● Records from a data collection:
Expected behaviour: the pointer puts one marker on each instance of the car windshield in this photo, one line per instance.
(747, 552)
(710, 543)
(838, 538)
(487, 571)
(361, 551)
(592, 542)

● Goal: Write out all of the lines again, substituting "windscreen" for every occurrence of "windshield" and leaving everything else as it is.

● Exercise answer:
Expected behaviour: the pointer puts one marker on each instance of the car windscreen in this photo, one line per instance.
(747, 552)
(710, 543)
(838, 538)
(487, 571)
(361, 551)
(592, 542)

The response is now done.